Latihan » Tulis ulang baris di bawah, mulai dari baris yang memuat "Prompts inside an" sampai dengan baris yang memuat "negative clicks: (140, 184) (166, 62)", sebagai daftar JSON berisi string dengan satu string untuk tiap baris. Baris kosong tidak disertakan.

[Entri dataset]
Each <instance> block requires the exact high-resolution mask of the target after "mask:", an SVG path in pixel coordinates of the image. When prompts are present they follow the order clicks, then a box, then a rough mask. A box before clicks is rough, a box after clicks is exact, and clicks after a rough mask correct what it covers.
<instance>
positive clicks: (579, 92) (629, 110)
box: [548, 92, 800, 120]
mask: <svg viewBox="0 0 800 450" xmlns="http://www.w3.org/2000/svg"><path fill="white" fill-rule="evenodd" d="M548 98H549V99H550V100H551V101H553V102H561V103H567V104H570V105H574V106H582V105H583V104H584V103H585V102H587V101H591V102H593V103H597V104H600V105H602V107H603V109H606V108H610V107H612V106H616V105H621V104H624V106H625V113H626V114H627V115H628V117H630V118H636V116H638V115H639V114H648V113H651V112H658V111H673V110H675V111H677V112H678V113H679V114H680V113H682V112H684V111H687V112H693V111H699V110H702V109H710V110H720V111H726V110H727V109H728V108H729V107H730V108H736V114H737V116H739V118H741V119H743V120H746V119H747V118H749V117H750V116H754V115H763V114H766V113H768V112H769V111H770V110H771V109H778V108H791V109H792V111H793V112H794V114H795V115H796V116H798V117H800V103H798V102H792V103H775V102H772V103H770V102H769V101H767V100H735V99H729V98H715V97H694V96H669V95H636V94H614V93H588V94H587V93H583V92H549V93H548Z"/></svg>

--

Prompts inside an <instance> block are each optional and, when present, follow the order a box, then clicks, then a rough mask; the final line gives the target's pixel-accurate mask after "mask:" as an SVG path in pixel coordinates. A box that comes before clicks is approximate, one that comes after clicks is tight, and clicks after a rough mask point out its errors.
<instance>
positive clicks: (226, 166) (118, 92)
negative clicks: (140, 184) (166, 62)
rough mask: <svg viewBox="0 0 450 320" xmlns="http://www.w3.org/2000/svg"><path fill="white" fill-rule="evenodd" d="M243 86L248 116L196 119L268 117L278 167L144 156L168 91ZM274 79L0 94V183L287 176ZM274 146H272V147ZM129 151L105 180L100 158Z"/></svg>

Jawaban Soal »
[
  "Prompts inside an <instance> block are each optional and, when present, follow the order a box, then clicks, then a rough mask; the final line gives the target's pixel-accurate mask after \"mask:\" as an SVG path in pixel coordinates. A box that comes before clicks is approximate, one that comes after clicks is tight, and clicks after a rough mask point out its errors.",
  "<instance>",
  "positive clicks: (226, 166) (118, 92)",
  "negative clicks: (140, 184) (166, 62)"
]